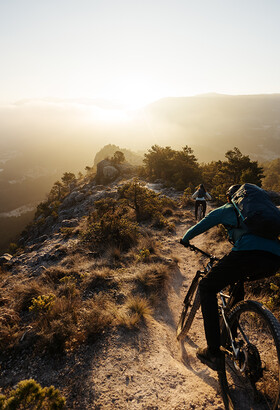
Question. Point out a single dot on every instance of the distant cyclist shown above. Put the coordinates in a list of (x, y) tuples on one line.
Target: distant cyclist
[(252, 257), (200, 197)]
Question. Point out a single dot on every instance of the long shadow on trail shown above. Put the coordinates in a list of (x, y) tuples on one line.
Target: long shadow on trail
[(202, 374)]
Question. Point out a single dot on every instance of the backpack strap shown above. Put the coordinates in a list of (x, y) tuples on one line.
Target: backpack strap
[(237, 212)]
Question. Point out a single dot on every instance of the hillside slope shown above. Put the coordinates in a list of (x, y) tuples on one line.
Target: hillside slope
[(142, 367)]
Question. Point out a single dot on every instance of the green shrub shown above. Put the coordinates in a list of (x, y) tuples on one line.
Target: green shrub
[(30, 395)]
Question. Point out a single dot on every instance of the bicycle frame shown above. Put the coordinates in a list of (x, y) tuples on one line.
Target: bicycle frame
[(226, 300)]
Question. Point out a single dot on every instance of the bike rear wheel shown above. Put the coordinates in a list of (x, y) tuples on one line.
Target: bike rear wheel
[(252, 380), (199, 213), (191, 306)]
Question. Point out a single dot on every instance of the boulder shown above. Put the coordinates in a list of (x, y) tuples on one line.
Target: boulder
[(106, 172)]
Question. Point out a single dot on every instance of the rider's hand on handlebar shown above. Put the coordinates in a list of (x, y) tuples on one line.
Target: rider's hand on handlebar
[(184, 243)]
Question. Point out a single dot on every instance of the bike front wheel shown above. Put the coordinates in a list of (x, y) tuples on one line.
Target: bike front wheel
[(191, 306), (250, 379)]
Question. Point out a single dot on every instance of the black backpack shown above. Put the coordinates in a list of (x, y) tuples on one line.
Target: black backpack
[(256, 210), (201, 193)]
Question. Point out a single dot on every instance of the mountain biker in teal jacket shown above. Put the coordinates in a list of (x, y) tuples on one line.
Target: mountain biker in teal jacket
[(252, 257)]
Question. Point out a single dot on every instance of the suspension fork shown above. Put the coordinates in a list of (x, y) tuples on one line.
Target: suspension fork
[(235, 349)]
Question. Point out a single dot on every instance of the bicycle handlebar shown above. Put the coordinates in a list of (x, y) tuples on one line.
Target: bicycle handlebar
[(196, 249)]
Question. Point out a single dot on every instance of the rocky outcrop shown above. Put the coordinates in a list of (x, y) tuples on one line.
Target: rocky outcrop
[(108, 171), (4, 259)]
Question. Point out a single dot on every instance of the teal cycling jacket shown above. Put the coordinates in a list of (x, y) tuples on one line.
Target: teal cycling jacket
[(242, 240)]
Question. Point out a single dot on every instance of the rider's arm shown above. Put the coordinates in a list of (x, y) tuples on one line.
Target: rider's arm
[(224, 215), (194, 195)]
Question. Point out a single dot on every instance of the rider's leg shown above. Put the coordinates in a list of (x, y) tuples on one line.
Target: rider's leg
[(203, 208), (233, 267), (196, 208)]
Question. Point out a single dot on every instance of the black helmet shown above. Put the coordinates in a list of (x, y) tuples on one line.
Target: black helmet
[(232, 189)]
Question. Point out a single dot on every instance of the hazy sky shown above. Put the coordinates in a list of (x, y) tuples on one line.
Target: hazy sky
[(137, 51)]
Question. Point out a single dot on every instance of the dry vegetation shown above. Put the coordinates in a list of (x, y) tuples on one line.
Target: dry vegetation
[(81, 297), (112, 280)]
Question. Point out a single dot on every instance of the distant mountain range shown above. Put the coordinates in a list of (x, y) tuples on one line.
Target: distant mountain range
[(213, 123), (42, 139)]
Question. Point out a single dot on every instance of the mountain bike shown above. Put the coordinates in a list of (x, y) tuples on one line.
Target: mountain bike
[(200, 212), (250, 344)]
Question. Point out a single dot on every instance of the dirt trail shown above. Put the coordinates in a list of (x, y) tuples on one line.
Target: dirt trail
[(156, 371)]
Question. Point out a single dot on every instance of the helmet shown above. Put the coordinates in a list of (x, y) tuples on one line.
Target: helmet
[(232, 189)]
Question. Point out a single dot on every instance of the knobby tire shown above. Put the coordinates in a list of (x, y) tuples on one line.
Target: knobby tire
[(190, 308), (257, 386)]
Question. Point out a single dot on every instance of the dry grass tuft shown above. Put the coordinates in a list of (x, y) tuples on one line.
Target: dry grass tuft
[(96, 316), (9, 328), (25, 292)]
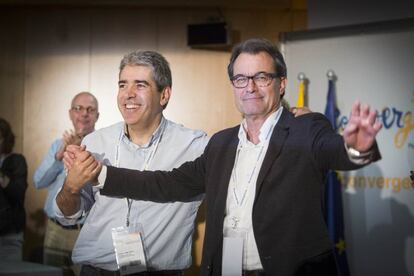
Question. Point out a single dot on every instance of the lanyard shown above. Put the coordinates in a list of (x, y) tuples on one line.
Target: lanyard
[(236, 163), (145, 166)]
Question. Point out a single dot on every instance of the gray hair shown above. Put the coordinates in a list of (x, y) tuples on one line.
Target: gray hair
[(159, 65), (86, 93)]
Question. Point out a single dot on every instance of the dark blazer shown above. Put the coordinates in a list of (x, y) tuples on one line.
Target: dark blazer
[(288, 221), (12, 214)]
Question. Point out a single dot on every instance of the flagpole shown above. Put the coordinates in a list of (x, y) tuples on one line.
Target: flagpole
[(301, 91)]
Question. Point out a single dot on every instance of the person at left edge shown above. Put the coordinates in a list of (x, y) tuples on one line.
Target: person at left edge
[(13, 184), (50, 175)]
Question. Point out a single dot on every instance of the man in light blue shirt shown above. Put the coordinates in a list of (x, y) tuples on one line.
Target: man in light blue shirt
[(50, 175), (146, 141)]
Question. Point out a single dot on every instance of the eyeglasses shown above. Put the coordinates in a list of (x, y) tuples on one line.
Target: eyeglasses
[(261, 79), (80, 109)]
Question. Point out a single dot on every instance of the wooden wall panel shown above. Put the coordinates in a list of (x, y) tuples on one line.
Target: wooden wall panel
[(57, 52)]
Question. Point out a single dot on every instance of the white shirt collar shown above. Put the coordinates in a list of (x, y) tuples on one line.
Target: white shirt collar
[(265, 130)]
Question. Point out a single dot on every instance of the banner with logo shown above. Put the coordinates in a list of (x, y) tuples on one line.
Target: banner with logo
[(376, 67)]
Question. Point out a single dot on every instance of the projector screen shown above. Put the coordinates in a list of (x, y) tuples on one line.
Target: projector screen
[(373, 63)]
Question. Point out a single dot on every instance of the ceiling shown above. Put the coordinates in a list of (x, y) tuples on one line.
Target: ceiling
[(243, 4)]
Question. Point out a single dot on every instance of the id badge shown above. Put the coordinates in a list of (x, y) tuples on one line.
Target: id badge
[(233, 242), (129, 250)]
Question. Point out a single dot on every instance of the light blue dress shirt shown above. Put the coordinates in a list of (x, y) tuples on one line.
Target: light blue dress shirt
[(167, 227), (51, 175)]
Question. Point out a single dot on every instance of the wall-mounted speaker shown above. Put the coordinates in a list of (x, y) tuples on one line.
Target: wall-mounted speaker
[(208, 35)]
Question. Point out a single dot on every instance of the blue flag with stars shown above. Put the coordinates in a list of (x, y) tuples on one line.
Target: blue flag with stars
[(333, 195)]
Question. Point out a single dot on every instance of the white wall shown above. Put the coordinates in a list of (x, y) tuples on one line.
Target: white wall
[(323, 13)]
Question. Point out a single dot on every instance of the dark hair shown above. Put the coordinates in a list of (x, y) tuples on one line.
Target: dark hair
[(255, 46), (7, 135), (154, 60)]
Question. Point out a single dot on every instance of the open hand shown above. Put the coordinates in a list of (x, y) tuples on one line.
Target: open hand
[(362, 127)]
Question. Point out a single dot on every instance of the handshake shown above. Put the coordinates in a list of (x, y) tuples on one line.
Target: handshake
[(81, 168)]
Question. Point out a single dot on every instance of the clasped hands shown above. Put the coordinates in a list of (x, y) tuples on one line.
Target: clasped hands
[(81, 166)]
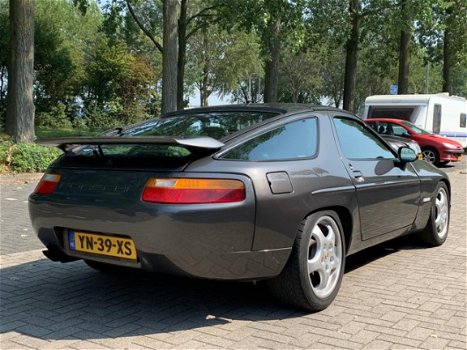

· · ·

* **EXERCISE PROMPT**
Please arrange every line of the records above as a Markdown table with the columns Row and Line, numbering the rows and leaving out blank lines and the pictures.

* **OUTPUT**
| Row | Line |
|---|---|
| 1 | Question. Point out a single dot on every instance of the distant cyclist shown above. Put the coordinates in a list of (x, y) tuples on one line. |
| 2 | Target: distant cyclist |
| 3 | [(252, 257), (200, 197)] |
| 4 | Question. Point out a single dot on every instance of the long shadow on trail shown above. Put the coordinates in a list of (x, y) tuples on one line. |
| 5 | Target: long shadow on trail |
| 6 | [(202, 374)] |
| 7 | Question. Point out a single dot on every instance of the backpack strap shown above. Put the coordinates in a list of (x, y) tuples on one line. |
| 8 | Target: backpack strap |
| 9 | [(237, 212)] |
| 10 | Question. Point out a single dot on every instance of the hillside slope shown above. Put the coordinates in a list of (x, y) tuples on one line. |
| 11 | Target: hillside slope |
| 12 | [(142, 367)] |
| 13 | Question. Point out a single dot on every instance of the green shrub shown above. Put the coordinates in a list of (x, y) tuples on one line. |
| 14 | Target: green shrub |
| 15 | [(30, 395)] |
| 16 | Question. Point out a single dot on every instance of the bicycle frame shown above. Put the coordinates in a list of (x, y) tuples on one line. |
| 17 | Target: bicycle frame |
| 18 | [(226, 300)] |
| 19 | Question. Point out a single dot on every instance of the bike rear wheel shown above. Put the coordinates in a list of (x, y) tuples on one line. |
| 20 | Target: bike rear wheel |
| 21 | [(252, 380), (199, 213), (191, 306)] |
| 22 | Question. Point out a single dot on every instance of the boulder shown above. Put the coordinates in a list of (x, y) tuples on one line. |
| 23 | Target: boulder |
| 24 | [(106, 172)] |
| 25 | Question. Point out a single dot on every instance of the rider's hand on handlebar shown above. Put the coordinates in a list of (x, y) tuples on one line. |
| 26 | Target: rider's hand on handlebar |
| 27 | [(184, 243)] |
| 28 | Question. Point out a single dot on every instance of the bike front wheel shown above. Put the coordinates in a list of (x, y) tuples on one line. |
| 29 | Target: bike front wheel |
| 30 | [(191, 306), (250, 379)] |
| 31 | Question. Point out a single dot on every instance of the black backpack shown above. Put the coordinates in a list of (x, y) tuples on one line. |
| 32 | Target: black backpack |
| 33 | [(256, 210), (201, 193)] |
| 34 | Question. Point out a single dot on every instance of the mountain biker in teal jacket shown above. Put the coordinates in a list of (x, y) tuples on one line. |
| 35 | Target: mountain biker in teal jacket |
| 36 | [(252, 257)] |
| 37 | Question. Point out a single dot on every instance of the suspension fork shown above. Put the coordinates in a list of (x, y) tuples on one line. |
| 38 | Target: suspension fork |
| 39 | [(235, 349)] |
| 40 | Question. Point out a single dot on every instance of the bicycle handlebar shown above. Put the coordinates in a list of (x, y) tuples on one line. |
| 41 | Target: bicycle handlebar |
| 42 | [(196, 249)] |
| 43 | Question. Point out a single dot on every instance of the rocky outcrop shown above. Put the coordinates in a list of (x, y) tuples on one line. |
| 44 | Target: rocky outcrop |
| 45 | [(108, 171), (4, 259)] |
| 46 | Question. Point out a single dot on every instance of the teal cycling jacket shown above. Put the coordinates in a list of (x, y) tuples on one line. |
| 47 | Target: teal cycling jacket |
| 48 | [(242, 240)] |
| 49 | Question. Point out a single dot on every instance of the rider's arm shown above. Put the coordinates in a list of (x, y) tuples on one line. |
| 50 | Target: rider's arm |
| 51 | [(224, 215), (194, 195)] |
| 52 | Question. Point out a single dot on every instance of the rider's leg shown above. Put the coordinates in a list of (x, y) tuples on one line. |
| 53 | Target: rider's leg |
| 54 | [(203, 208), (233, 267), (196, 208)] |
| 55 | Question. Point out a single dot on every instance of the black helmet shown above. Put the coordinates in a list of (x, y) tuples on one line. |
| 56 | Target: black helmet |
| 57 | [(232, 189)] |
| 58 | Question. Point out a single dot on every instance of the hazy sky shown above. Put the coordinates in a list of (x, y) tuples on one line. |
| 59 | Target: hazy sky |
| 60 | [(137, 51)] |
| 61 | Question. Point out a single dot on every instance of the dry vegetation shown above. Put the coordinates in a list of (x, y) tuples on one line. |
| 62 | Target: dry vegetation |
| 63 | [(81, 297), (112, 280)] |
| 64 | Question. Point out a single dot on every instance of the distant mountain range shown above. Put the coordinates in a list of (x, y) tuples on one line. |
| 65 | Target: distant mountain range |
| 66 | [(213, 123), (42, 139)] |
| 67 | Question. Point out a single dot on every instance of the mountain bike shown above. Put the coordinates in a list of (x, y) tuples on one line. |
| 68 | Target: mountain bike |
| 69 | [(200, 212), (250, 344)] |
| 70 | Question. Point out a single dot on every instance of the dirt trail shown above. Put the coordinates in a list of (x, y) tuples on one line. |
| 71 | Target: dirt trail |
| 72 | [(156, 371)] |
| 73 | Question. Point out a single dot on every instance of the helmet shown above. Put the coordinates in a list of (x, y) tuples on one line. |
| 74 | Target: helmet |
| 75 | [(232, 189)] |
| 76 | Question. Point out a single dot on every instance of the knobby tire shown above. Put the coordinates in a list of (x, y) tuples on one line. |
| 77 | Target: knobby tire |
| 78 | [(190, 308), (257, 386)] |
| 79 | Question. Point out a single dot on every instance of the dry grass tuft shown above. Put the coordinates in a list of (x, y) tuples on one line. |
| 80 | Target: dry grass tuft |
| 81 | [(96, 316), (9, 328), (25, 292)] |
| 82 | Question. Point out a single dot on every instance of the lanyard shown above. Put the coordinates in a list of (x, y) tuples on one line. |
| 83 | Target: lanyard |
| 84 | [(236, 163), (145, 166)] |
| 85 | Question. Point out a single dot on every instance of the gray hair shown above. Put the coordinates in a list of (x, y) tuples on one line. |
| 86 | Target: gray hair |
| 87 | [(159, 65), (86, 93)] |
| 88 | Question. Point out a single dot on every instance of the dark blazer shown above. Put the coordinates in a list of (x, y) tuples on one line. |
| 89 | Target: dark blazer |
| 90 | [(288, 221), (12, 214)] |
| 91 | Question. Point out a single dot on every instance of the flagpole shown above. Put the coordinates in a list of (x, y) tuples on one line. |
| 92 | Target: flagpole |
| 93 | [(301, 91)] |
| 94 | Question. Point out a single dot on every instance of the person at left edge shown above. Put the coordinates in a list of (x, y) tuples on one line. |
| 95 | Target: person at left edge |
| 96 | [(13, 184), (50, 175)] |
| 97 | Question. Point out a single dot on every instance of the man in light blue shirt shown above. Put the coordinates in a list of (x, y) tuples on one line. |
| 98 | Target: man in light blue shirt |
| 99 | [(50, 175), (146, 141)] |
| 100 | Question. Point out a single dot on every instance of the eyeglasses shown above. Put the coordinates in a list of (x, y) tuples on one line. |
| 101 | Target: eyeglasses |
| 102 | [(261, 79), (80, 109)] |
| 103 | Question. Point out a single dot on every instance of the wooden wall panel shown above. Put the coordinates in a list of (x, y) tuples on one line. |
| 104 | Target: wooden wall panel |
| 105 | [(57, 52)] |
| 106 | Question. Point out a single dot on every instance of the white shirt collar shown above. Put the coordinates in a list of (x, y) tuples on one line. |
| 107 | Target: white shirt collar |
| 108 | [(265, 130)] |
| 109 | Question. Point out a single dot on every instance of the banner with logo shown above. Put the coordinates in a list of (x, y) tuples on one line. |
| 110 | Target: banner with logo |
| 111 | [(376, 67)] |
| 112 | Question. Point out a single dot on every instance of the projector screen shown above. Put the coordinates in a list of (x, y) tuples on one line. |
| 113 | Target: projector screen |
| 114 | [(373, 63)] |
| 115 | Question. Point out a single dot on every instance of the ceiling shown above. Put the coordinates in a list of (x, y) tuples on one line. |
| 116 | Target: ceiling |
| 117 | [(243, 4)] |
| 118 | Question. Point out a single dot on every instance of the id badge shown above. Put the coordinates in a list of (x, y) tuples on one line. |
| 119 | Target: id badge |
| 120 | [(233, 242), (129, 250)] |
| 121 | Question. Point out a single dot on every instance of the light blue dress shirt shown above. Put the coordinates in a list of (x, y) tuples on one line. |
| 122 | Target: light blue dress shirt |
| 123 | [(167, 227), (51, 175)] |
| 124 | Question. Point out a single dot on every instance of the wall-mounted speaker shown above. Put the coordinates in a list of (x, y) tuples on one line. |
| 125 | Target: wall-mounted speaker |
| 126 | [(208, 35)] |
| 127 | Question. Point out a single dot on every instance of the blue flag with stars shown above. Put the coordinates in a list of (x, y) tuples on one line. |
| 128 | Target: blue flag with stars |
| 129 | [(333, 195)] |
| 130 | Question. Point out a single dot on every instance of the white wall shown above. Put the coordinates in a list of (x, y) tuples on one line. |
| 131 | Target: white wall |
| 132 | [(323, 13)] |
| 133 | Question. Point out a single dot on every instance of the dark hair shown above. Put the coordinates in a list of (x, y) tuples on one line. |
| 134 | Target: dark hair |
| 135 | [(255, 46), (7, 135), (154, 60)] |
| 136 | Question. Point out a single dot on every instance of the open hand shown above. Put the coordinates in a list of (x, y) tuples on one line. |
| 137 | Target: open hand |
| 138 | [(362, 127)] |
| 139 | Question. Point out a single dot on every instance of the handshake shown above. Put the coordinates in a list of (x, y) tuples on one line. |
| 140 | Target: handshake |
| 141 | [(81, 168)] |
| 142 | Question. Point out a single dot on every instance of the clasped hands shown above. Put the coordinates in a list of (x, y) tuples on one line. |
| 143 | Target: clasped hands |
| 144 | [(81, 166)] |